*** Material to process ***

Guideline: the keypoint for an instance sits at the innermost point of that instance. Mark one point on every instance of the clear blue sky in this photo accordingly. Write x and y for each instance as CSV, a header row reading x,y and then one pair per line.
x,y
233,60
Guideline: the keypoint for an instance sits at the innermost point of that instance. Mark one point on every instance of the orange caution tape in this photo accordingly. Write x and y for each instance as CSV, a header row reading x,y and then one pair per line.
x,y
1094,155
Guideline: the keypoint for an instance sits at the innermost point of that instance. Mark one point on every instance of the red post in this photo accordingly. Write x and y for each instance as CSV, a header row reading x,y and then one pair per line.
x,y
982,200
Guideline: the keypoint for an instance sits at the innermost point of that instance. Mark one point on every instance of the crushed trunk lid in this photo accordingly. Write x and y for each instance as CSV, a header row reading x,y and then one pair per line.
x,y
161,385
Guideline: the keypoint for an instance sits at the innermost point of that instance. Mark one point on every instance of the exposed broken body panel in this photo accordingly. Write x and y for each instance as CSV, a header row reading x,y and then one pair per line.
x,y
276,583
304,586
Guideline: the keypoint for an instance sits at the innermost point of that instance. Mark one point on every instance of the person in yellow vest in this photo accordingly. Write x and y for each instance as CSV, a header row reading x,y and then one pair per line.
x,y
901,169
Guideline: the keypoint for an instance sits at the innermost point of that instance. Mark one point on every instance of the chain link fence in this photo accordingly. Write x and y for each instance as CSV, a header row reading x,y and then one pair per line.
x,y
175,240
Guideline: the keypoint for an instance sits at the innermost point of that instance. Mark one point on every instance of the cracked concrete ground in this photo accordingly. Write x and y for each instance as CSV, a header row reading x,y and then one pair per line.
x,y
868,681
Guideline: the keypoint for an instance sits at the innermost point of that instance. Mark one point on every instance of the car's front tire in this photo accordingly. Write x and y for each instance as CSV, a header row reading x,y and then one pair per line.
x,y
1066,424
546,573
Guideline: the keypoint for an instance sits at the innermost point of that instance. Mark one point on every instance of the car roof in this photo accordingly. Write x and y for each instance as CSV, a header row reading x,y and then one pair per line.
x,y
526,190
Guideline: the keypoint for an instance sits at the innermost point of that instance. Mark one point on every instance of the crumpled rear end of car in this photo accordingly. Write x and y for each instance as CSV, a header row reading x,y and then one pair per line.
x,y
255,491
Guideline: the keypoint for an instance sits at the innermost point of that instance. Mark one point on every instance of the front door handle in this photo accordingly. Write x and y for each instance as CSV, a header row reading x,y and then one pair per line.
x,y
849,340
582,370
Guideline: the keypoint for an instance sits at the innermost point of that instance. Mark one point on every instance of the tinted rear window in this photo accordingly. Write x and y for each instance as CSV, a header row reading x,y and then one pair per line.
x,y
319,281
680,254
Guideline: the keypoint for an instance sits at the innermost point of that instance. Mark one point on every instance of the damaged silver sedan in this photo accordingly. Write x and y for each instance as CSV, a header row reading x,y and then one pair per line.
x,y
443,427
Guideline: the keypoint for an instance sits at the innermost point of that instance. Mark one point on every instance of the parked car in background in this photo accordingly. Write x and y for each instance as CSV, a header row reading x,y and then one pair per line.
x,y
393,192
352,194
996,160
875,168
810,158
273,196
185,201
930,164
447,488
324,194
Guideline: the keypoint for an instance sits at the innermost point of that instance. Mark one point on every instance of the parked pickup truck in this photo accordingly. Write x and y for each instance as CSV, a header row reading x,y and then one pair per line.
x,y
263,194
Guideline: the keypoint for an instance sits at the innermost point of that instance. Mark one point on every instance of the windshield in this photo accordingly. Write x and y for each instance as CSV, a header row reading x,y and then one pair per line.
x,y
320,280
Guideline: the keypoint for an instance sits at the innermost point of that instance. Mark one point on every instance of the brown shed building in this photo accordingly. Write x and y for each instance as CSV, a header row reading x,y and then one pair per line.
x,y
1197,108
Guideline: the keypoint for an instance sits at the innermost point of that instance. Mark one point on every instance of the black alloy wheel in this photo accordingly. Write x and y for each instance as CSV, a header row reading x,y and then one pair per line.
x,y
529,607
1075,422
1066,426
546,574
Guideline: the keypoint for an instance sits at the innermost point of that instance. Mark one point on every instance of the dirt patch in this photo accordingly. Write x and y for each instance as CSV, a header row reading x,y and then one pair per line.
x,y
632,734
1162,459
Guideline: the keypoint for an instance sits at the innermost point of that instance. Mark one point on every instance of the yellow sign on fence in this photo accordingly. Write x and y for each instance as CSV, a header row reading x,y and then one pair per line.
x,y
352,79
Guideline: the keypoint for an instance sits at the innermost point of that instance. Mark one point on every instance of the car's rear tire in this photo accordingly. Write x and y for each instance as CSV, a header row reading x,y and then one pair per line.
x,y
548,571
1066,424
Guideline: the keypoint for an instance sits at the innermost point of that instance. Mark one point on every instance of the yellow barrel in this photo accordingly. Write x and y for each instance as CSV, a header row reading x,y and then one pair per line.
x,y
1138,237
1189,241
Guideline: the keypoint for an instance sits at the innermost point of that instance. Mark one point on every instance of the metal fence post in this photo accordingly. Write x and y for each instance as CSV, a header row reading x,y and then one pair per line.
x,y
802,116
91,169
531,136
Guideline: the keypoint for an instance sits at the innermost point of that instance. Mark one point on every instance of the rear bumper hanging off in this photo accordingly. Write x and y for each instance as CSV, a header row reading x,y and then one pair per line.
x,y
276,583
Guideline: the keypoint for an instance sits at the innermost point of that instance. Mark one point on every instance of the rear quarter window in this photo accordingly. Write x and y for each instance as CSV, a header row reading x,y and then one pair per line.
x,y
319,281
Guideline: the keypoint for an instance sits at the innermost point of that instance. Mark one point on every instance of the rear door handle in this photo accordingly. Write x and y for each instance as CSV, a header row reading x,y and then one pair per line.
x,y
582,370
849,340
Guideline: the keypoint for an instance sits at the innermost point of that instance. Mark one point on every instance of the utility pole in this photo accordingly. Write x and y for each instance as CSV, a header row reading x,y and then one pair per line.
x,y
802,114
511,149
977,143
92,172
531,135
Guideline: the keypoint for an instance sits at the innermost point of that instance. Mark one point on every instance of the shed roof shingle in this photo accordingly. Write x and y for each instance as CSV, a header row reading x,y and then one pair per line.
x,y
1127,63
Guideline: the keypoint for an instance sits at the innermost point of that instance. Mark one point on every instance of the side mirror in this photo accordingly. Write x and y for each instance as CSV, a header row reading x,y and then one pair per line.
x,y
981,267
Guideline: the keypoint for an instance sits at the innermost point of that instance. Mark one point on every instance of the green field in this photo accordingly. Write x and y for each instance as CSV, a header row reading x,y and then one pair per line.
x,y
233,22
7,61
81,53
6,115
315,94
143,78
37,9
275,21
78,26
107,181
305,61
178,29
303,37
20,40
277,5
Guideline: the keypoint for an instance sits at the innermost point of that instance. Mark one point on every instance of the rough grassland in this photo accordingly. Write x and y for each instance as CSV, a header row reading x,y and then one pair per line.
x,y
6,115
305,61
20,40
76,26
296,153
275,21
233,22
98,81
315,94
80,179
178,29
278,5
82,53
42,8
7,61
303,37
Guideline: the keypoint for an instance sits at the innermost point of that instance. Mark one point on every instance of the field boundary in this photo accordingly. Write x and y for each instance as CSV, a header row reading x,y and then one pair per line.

***

_Task to carry out_. Using the data above, return each line exactly as written.

_Output for this exercise_.
Guideline: the keypoint for an instance sits at the innermost point of that instance. Mark one point on every instance of the clear blue sky in this photo accordingly. Write x and y for each instance as CSV, a header row reading x,y and then one pair per line.
x,y
233,60
Guideline: the keypoint for an instance sits at the innermost point of that instance. Mark one point on every instance of the orange caution tape in this photo accordingly. Write x and y for each instance as CSV, a header row reading x,y and then one pair per line.
x,y
1094,155
Guideline: the keypoint for an instance sits at the innermost point of that instance. Mark one point on every instance of the red post in this photo accordingly. Write x and y for each instance as CSV, a header row reading x,y and then one pair per line.
x,y
982,200
Guideline: the keypoint for an instance sits at the innermost point of that instance. Mark one point on every instance of the crushed trunk lid in this photo accordingly. Write x and y for each instance as CSV, a header row reading x,y and then one pair per line.
x,y
161,385
Guideline: the keypoint for an instance sits at the innermost point of that instance. Mark one point on every instance of the exposed broken body panel in this photo accordingly. Write x and y for each instance as CSV, a header row reading x,y and then one pair per line.
x,y
276,583
304,586
Guideline: the keypoint for an instance sits at the innermost point of that instance. Mark one point on every instance of the person in yellow vest in this photo accordingly. Write x and y for each instance as CSV, a header row reading x,y and then one pair per line.
x,y
901,169
Guideline: the keypoint for an instance sits at the innermost point of that instance. Mark one point on every instance of the chain link fence in this photo accordingly. Write x and y for each instance as CSV, a header row reading x,y and then one pair per line.
x,y
175,240
Guideline: the keypoint for an instance sits at the innermost point of that instance. Mark one point on every instance of the cracked concrete ground in this photo accordingly. Write x and y for each instance as CSV, a header row reading x,y and then one pair per line.
x,y
868,681
Guideline: the keypoint for an instance sits at the innermost point of that instance. Mark one point on every instance of the car's front tire in this photo accordingly. Write x and y for each instance as CSV, a header row reading x,y and then one pair per line.
x,y
1066,424
546,573
Guideline: the keypoint for an instance sits at the innermost point of that instance. Mark one point on every instance of the car roof in this photo accordingly. Write x and y for each instance as CSV, a header row reading x,y and then one pair per line.
x,y
526,190
Guideline: the keypoint for an instance sits at the innermost point of that instance. Mark one point on every instance of the crumpled rear end of car in this photo accordingly. Write x and y for each instance as CSV, a header row reading x,y and then one pair per line.
x,y
255,491
Guideline: the keypoint for an instance sits at the innermost point of that instance. Mark one point on every instance of the front door handle in this photo accordingly. Write x and y for each instance as CSV, a header row reading x,y and then one pair per line.
x,y
849,340
582,370
Guideline: the keypoint for an instance sits at the innermost point of that instance. Mark one point on every instance of the tinted rear window in this photo accordingly. Write x and y for each instance as CSV, a header row reading x,y and then one pair per line.
x,y
319,281
680,254
Guideline: the keypoint for an instance sits at the innermost point of that instance. Mark one point on every instance of the damaged silver sedan in this photo accordingly. Write x and y for each instance as CSV, a header row reading x,y and then one pair per line.
x,y
443,427
Guideline: the keypoint for an instance sits at the innermost point of that instance. Mark one point on every instance of the parked car in background in this photo accordingly. Write x and y for each instance as CSV, a header row reading x,y and then one pair per line.
x,y
393,192
352,194
996,160
875,168
810,158
273,196
185,201
930,164
447,488
324,194
Guideline: the keypoint for an instance sits at the innermost point of that instance. Mark one point on every instance of the parked pickup truck in this photo accordingly. Write x and y for each instance as CSV, a header row reading x,y and then one pair per line.
x,y
263,194
Guideline: the keypoint for an instance sits at the innermost point of that instance. Mark one point on every instance of the windshield in this photo accordingly. Write x and y for each instance as CSV, a header row reading x,y and then one pair per line.
x,y
320,280
Guideline: the keypoint for an instance sits at the innermost point of that instance. Mark one point on every instance of the brown shed building in this photo accordingly. Write x and y for each instance as CSV, a header row reading x,y and then one pair per line.
x,y
1197,108
Guideline: the keypoint for an instance sits at the innermost point of that instance. Mark one point on every instance of the black alloy wheel in this photo accordingly. Write x and y for each instance as CSV, a header row reading x,y and then one pair per line.
x,y
529,607
1075,422
1066,426
546,574
Guideline: the keypoint for an instance sits at the innermost point of that instance. Mark one point on every instance of the dirt patch in this photo accordingly. Write x and y for each instance as CSV, a header row reading x,y and then one pair per line.
x,y
632,734
1162,459
Guideline: the keypoint for an instance sits at the innermost point of that instance. Mark one point on every instance of the yellow sign on fence in this photo accordingly. Write x and y for each instance as CSV, a header row reading x,y and then one pair per line.
x,y
352,79
Guideline: the keypoint for an instance sits at the innermost point of that instance. Mark one point on every instance of the car's rear tire in this photo accordingly. Write x and y for each instance as CSV, a header row reading x,y and then one pair per line.
x,y
548,571
1066,424
Guideline: the keypoint for an instance sits at the innermost point of that instance. Mark one point on every instance of the yellow barrel in this photo accordingly. Write x and y for each instance as CSV, a header row reading x,y and then one pair per line.
x,y
1138,237
1189,241
Guideline: the keypoint for an instance sits at the innermost point of that instance. Mark one point on every instance of the metal fence post in this photo accordingly. Write x and y for each instance as CSV, a header row reading x,y and then one pair per line.
x,y
802,116
91,169
531,136
Guideline: the keypoint for an instance sits at the innermost point of that instance. Mark one point on every instance of the rear bumper hanging off in this photo accordingly. Write x and y for each instance as CSV, a header row reading x,y and then one pair per line.
x,y
276,583
Guideline: the keypoint for an instance sits at the innermost point of that instance. Mark one point on every instance of the rear quarter window in this photo accordingly. Write x and y for each instance as CSV, a header row reading x,y and then one pair per line.
x,y
319,281
Guideline: the keypoint for an instance sits at the innermost point of that instance. Mark one point on every instance of the rear door handle in this photo accordingly. Write x and y for each instance as CSV, a header row reading x,y and then one pair per line.
x,y
582,370
849,340
Guideline: the keypoint for an instance sits at the innermost point of that instance. Mark one point on every instance of the utility pole in this photo accordingly. Write x and y for each instance as CSV, a header row reading x,y and then one pair per line.
x,y
802,114
511,149
977,143
92,172
531,135
Guideline: the keypoint for an instance sits at the innermost point of that instance. Mark one point on every instance of the shed roof shingle in this photo accordingly. Write x and y for each instance as CSV, a header row reading x,y and then one pair per line.
x,y
1127,63
Guideline: the keypoint for an instance sits at the innermost point of that instance. Mark one point on every instance of the side mirror in this photo accordingly. Write x and y for each instance as CSV, a header row reading x,y and then one pair per line.
x,y
981,267
Guideline: the keypoint for an instance sits at the innermost point of that instance. Mark one point on every instance of the green field in this photo accordingly. Write x and y for each instance as CSV, a header row reading x,y and then one pair per line.
x,y
233,22
7,61
81,53
6,115
315,94
143,78
37,9
275,21
78,26
107,181
305,61
178,29
303,37
20,40
277,5
Guideline: the keypoint for an instance sits at the innermost point of that instance. Mark one point on every instance of the rough grassland in this photo accordingly. Write x and y for each instance as CSV, a header row reading x,y and then one pair per line.
x,y
6,115
305,61
20,40
76,26
296,153
275,21
233,22
98,81
315,94
80,179
178,29
278,5
82,53
42,8
7,61
303,37
Guideline: the keypoint for an instance sits at the innermost point of that instance. Mark one point on every instance of the field boundary in this photo accordingly. Write x and y for each instance as CSV, a header row reading x,y and then one pair per line.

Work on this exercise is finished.